§ **Given request**:
Copy out every one of the lines below that contains the word "white".

§ **Records provided**:

────

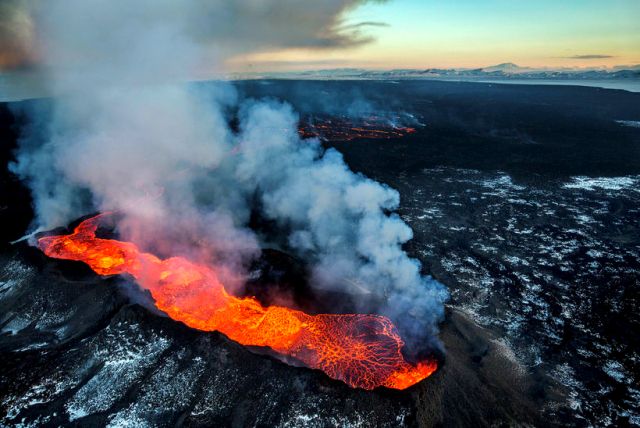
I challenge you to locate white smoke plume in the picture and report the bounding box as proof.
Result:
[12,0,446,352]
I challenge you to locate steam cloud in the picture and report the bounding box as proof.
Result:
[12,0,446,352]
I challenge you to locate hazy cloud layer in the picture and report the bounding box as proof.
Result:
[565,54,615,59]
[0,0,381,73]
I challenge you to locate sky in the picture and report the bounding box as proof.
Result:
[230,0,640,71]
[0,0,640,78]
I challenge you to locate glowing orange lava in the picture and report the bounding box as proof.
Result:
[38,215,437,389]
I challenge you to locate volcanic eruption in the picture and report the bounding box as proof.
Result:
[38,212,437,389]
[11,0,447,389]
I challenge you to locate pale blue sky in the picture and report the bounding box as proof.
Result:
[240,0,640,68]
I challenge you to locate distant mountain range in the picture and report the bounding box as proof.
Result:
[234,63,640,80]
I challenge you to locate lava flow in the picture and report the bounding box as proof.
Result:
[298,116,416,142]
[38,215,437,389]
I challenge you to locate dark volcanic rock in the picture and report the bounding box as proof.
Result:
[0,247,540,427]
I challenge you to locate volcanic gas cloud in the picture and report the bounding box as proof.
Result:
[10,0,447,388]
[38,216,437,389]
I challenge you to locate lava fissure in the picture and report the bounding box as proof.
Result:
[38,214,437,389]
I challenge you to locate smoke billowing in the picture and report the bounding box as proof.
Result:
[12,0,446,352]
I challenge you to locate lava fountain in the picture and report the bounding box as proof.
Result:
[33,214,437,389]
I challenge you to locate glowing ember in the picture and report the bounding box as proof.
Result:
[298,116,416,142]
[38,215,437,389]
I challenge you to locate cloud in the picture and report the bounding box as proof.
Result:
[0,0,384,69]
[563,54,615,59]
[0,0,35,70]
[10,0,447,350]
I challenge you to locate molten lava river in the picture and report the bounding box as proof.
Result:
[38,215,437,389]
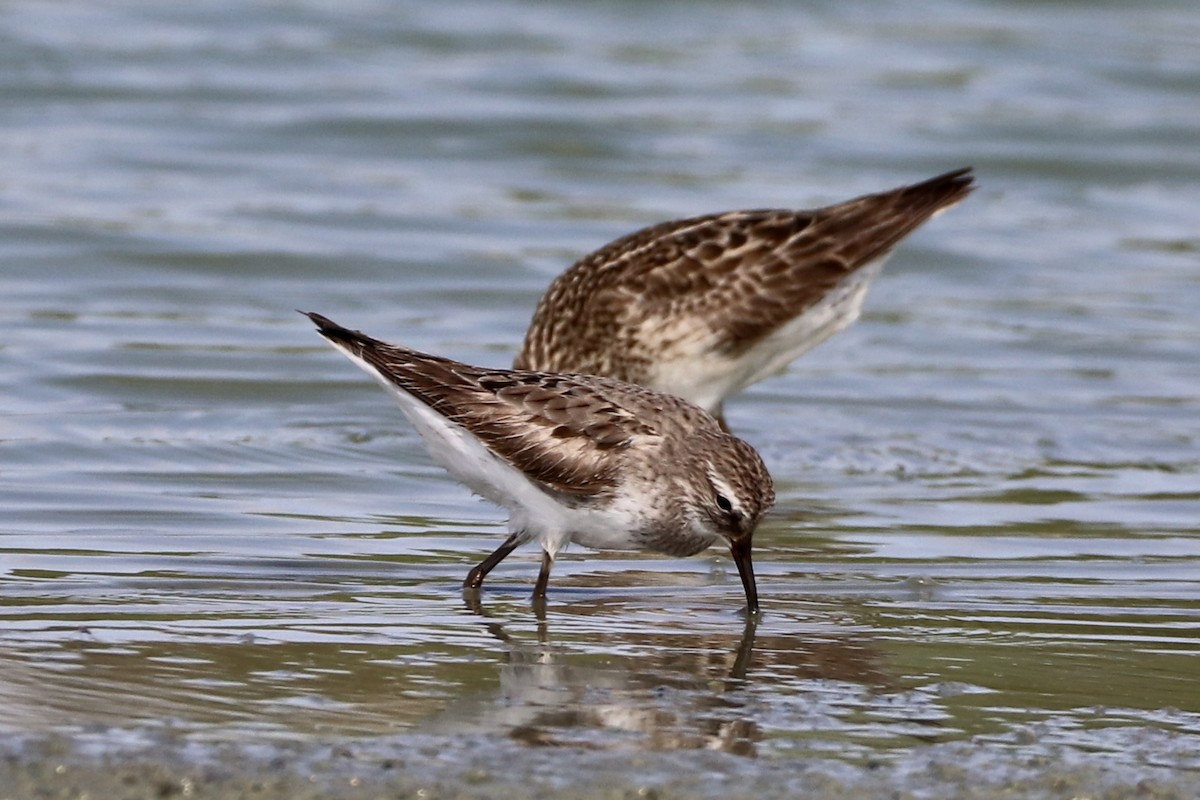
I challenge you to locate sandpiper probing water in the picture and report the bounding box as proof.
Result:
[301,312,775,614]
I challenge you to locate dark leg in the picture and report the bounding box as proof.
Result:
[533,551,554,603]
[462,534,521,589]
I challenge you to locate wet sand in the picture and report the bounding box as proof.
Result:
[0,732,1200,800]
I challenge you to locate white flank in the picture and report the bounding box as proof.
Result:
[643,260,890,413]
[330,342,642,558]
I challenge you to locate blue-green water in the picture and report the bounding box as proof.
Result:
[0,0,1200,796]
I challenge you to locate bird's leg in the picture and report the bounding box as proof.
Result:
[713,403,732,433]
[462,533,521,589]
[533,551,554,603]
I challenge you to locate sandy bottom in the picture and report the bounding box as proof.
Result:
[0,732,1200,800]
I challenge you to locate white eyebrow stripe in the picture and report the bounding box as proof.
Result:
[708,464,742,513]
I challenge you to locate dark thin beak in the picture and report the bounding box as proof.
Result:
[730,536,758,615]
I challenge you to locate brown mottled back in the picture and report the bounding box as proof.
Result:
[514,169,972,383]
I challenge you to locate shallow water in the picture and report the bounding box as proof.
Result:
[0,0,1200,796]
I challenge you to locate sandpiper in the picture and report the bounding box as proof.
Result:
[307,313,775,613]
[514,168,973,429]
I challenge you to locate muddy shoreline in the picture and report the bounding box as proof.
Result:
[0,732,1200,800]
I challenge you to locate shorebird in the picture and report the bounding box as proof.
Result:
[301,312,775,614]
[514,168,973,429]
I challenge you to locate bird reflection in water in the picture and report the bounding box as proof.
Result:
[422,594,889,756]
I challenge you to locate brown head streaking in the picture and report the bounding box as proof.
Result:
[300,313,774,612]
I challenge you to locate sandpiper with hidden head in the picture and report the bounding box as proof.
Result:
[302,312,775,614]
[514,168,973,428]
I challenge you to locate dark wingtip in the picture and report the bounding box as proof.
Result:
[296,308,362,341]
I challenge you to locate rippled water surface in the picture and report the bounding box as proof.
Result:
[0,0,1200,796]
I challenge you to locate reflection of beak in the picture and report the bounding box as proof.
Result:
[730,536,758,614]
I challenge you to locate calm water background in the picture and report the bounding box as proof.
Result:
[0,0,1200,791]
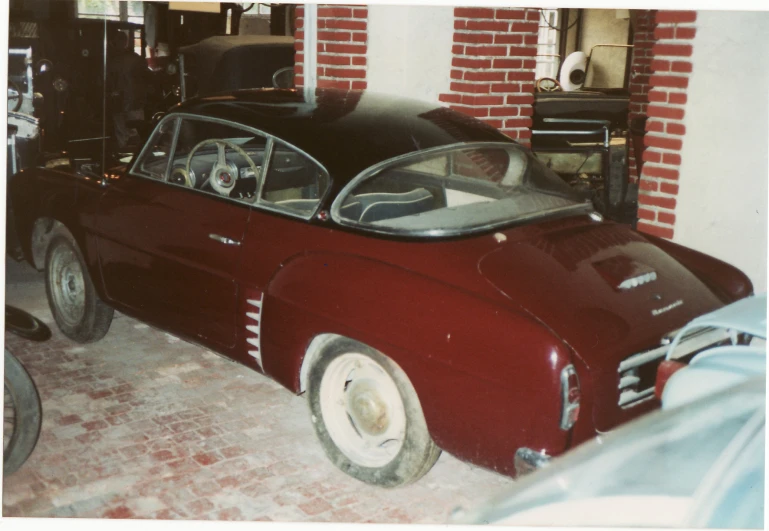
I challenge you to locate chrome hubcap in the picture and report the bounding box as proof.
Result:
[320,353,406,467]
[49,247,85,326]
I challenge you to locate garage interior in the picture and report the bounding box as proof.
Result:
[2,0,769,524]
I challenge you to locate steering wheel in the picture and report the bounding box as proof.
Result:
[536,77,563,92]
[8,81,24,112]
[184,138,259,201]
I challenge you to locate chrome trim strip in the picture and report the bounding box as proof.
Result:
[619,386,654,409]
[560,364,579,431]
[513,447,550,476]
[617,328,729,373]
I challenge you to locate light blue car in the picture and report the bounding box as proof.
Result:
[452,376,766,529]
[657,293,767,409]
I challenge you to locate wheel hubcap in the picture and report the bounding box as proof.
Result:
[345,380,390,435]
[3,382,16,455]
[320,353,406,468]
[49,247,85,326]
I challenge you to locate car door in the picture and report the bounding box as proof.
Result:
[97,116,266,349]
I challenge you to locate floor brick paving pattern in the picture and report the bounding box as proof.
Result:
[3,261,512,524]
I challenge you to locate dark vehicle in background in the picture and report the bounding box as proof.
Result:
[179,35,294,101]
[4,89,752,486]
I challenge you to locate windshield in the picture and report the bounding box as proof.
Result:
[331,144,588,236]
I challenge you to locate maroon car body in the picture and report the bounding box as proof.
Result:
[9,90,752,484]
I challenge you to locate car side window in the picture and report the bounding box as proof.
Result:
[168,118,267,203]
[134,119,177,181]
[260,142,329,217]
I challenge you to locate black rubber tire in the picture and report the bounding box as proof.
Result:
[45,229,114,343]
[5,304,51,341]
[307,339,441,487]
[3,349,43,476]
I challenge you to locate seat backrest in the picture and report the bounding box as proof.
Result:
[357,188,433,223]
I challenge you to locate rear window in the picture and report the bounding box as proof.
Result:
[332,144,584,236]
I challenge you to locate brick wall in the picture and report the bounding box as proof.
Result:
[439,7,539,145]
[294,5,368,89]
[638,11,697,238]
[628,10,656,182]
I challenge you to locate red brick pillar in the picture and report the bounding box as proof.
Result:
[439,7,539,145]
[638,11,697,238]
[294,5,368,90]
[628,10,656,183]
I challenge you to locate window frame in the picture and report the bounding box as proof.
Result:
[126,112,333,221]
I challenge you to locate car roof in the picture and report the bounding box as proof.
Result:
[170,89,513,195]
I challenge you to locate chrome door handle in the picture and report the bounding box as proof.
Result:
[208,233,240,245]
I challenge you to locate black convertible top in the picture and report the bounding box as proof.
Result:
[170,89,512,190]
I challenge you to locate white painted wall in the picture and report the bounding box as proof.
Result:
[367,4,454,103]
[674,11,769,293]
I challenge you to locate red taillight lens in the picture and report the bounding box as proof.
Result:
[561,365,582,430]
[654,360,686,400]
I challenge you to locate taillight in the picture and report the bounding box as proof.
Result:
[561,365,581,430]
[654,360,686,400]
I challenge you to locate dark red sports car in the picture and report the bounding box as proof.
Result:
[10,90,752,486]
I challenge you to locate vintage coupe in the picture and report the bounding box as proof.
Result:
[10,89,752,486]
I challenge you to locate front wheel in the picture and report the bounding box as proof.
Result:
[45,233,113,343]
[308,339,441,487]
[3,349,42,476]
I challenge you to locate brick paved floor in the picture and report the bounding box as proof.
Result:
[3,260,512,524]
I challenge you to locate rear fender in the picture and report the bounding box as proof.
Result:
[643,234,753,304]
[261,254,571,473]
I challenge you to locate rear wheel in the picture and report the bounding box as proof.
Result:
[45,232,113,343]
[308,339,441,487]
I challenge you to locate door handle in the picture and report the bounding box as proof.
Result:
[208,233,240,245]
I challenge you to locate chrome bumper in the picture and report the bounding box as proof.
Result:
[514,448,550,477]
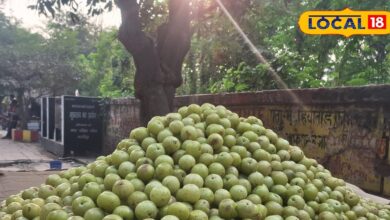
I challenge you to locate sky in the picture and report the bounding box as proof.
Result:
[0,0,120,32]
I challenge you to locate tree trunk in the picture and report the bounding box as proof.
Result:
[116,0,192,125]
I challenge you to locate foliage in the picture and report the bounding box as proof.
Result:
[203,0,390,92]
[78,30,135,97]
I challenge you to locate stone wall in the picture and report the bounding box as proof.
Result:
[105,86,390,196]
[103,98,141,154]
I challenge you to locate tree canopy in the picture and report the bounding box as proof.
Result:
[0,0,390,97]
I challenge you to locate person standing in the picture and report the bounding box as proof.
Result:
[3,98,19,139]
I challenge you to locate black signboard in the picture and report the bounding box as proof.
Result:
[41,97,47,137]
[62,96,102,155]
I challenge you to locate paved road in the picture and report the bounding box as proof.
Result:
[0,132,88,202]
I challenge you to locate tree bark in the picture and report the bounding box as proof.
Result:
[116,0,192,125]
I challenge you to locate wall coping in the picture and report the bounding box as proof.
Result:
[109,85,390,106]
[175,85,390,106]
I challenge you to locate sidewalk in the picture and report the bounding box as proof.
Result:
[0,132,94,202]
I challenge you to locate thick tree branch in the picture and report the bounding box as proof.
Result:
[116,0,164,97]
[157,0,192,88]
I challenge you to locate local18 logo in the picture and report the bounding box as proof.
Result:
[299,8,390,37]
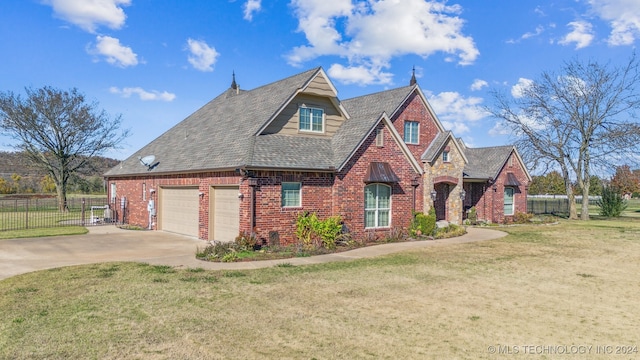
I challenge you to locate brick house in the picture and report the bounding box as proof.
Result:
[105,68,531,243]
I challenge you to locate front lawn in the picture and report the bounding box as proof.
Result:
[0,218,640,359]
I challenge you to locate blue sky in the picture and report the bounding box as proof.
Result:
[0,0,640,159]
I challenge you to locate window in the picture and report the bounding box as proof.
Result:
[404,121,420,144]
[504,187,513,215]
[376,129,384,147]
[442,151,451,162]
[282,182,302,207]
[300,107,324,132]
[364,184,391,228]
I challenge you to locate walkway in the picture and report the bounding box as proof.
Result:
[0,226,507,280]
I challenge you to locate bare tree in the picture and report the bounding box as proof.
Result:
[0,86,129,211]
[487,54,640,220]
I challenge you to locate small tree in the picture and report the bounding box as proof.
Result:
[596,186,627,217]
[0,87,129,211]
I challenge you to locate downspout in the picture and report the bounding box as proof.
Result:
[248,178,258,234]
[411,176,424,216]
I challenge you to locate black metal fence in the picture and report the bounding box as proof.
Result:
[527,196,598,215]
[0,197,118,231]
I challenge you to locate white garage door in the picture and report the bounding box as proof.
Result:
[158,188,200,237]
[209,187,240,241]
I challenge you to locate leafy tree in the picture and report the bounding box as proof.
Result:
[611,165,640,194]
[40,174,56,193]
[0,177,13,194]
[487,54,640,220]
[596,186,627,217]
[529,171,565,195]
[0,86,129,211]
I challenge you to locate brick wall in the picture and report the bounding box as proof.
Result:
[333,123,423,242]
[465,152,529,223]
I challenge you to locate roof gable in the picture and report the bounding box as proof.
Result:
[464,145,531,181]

────

§ **Output of the exercise**:
I challenge you to locate white smoke plume in the picture and report the bounding box as proof.
I challenge you to locate white flank in the picture and report the bounding box as proof.
I challenge you to locate white eyebrow stripe in the picture and report the bounding box as proof.
I challenge you to locate white painted wall in the picture and report the bounding box as proof.
I challenge you to locate white garage door in the picture and report the bounding box as proof.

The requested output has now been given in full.